_TASK STATEMENT_
Reproduce each of the items below word for word, with every line left unchanged.

_A series of records_

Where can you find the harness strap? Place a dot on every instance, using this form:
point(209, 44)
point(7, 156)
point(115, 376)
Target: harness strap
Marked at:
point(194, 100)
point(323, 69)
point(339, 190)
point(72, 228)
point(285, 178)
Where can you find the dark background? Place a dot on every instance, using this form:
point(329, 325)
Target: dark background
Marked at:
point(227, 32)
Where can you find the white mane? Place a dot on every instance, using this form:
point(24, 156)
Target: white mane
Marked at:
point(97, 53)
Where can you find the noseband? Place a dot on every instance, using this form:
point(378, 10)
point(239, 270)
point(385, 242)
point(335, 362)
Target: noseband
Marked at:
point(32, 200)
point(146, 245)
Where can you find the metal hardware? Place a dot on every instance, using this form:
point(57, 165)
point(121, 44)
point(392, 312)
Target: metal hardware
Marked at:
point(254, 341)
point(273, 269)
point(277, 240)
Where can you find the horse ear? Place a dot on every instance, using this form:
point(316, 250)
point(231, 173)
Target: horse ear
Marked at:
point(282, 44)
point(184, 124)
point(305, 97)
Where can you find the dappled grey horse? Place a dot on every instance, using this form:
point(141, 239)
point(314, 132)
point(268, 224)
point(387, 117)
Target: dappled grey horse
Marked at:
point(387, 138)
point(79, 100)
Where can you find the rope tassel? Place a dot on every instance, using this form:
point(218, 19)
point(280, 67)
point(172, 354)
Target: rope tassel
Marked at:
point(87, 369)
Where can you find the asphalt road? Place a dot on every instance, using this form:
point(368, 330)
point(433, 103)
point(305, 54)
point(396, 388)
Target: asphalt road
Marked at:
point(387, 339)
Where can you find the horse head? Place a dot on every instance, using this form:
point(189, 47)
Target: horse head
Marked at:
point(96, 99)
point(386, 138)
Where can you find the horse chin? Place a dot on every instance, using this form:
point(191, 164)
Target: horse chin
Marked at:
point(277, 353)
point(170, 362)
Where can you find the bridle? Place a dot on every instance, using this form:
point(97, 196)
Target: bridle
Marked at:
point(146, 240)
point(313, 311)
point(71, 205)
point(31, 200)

_ANSWER TO THE TASK_
Where can you find the harness strap? Place a dot on every instance, using this form:
point(209, 44)
point(7, 156)
point(115, 376)
Target: harness strap
Marked at:
point(194, 100)
point(323, 69)
point(339, 190)
point(72, 228)
point(285, 178)
Where can you find the dark background? Place a dot on every instance, using this form:
point(329, 325)
Target: dark background
Marked at:
point(227, 32)
Where can you find the white mane? Place a dot on every instance, using this form:
point(24, 156)
Target: white mane
Marked at:
point(97, 53)
Where can you find the noseband? Place a dot on every instance, using this form:
point(378, 10)
point(239, 270)
point(385, 242)
point(335, 362)
Target: noseband
Marked at:
point(32, 200)
point(146, 245)
Where can you find the metal hardware? Place a dot on every instance, using this form:
point(57, 165)
point(121, 44)
point(392, 312)
Target: metal hardware
Marked at:
point(254, 341)
point(273, 269)
point(277, 240)
Where can you find the horse ear? Place a dot on every instance, using this form:
point(316, 250)
point(231, 173)
Target: horse ear
Marked at:
point(282, 44)
point(184, 124)
point(305, 97)
Where can you find the dappled grey horse? Place a dot on every instance, using this form:
point(141, 239)
point(314, 132)
point(268, 224)
point(387, 117)
Target: dappled grey horse
Marked at:
point(387, 138)
point(79, 100)
Where can you find the rope tassel? Place a dot on every instance, using this form:
point(218, 19)
point(280, 67)
point(172, 354)
Target: rope tassel
Marked at:
point(87, 369)
Where can you find the asphalt road? Place a dot on every instance, using this form:
point(368, 330)
point(433, 103)
point(305, 54)
point(396, 388)
Target: asphalt road
Marked at:
point(387, 339)
Where can you find the horse head? Place a dot on every instance, using this form:
point(189, 47)
Target: horse head
Marked at:
point(96, 99)
point(386, 138)
Where can you find the horse chin? Place a dot on every instance, using this form:
point(191, 164)
Target: horse chin
Marked at:
point(277, 353)
point(170, 362)
Where can you find the bridle? Place a dot on every instance, using this form:
point(97, 196)
Target: bridle
Marked at:
point(146, 240)
point(313, 311)
point(71, 205)
point(31, 200)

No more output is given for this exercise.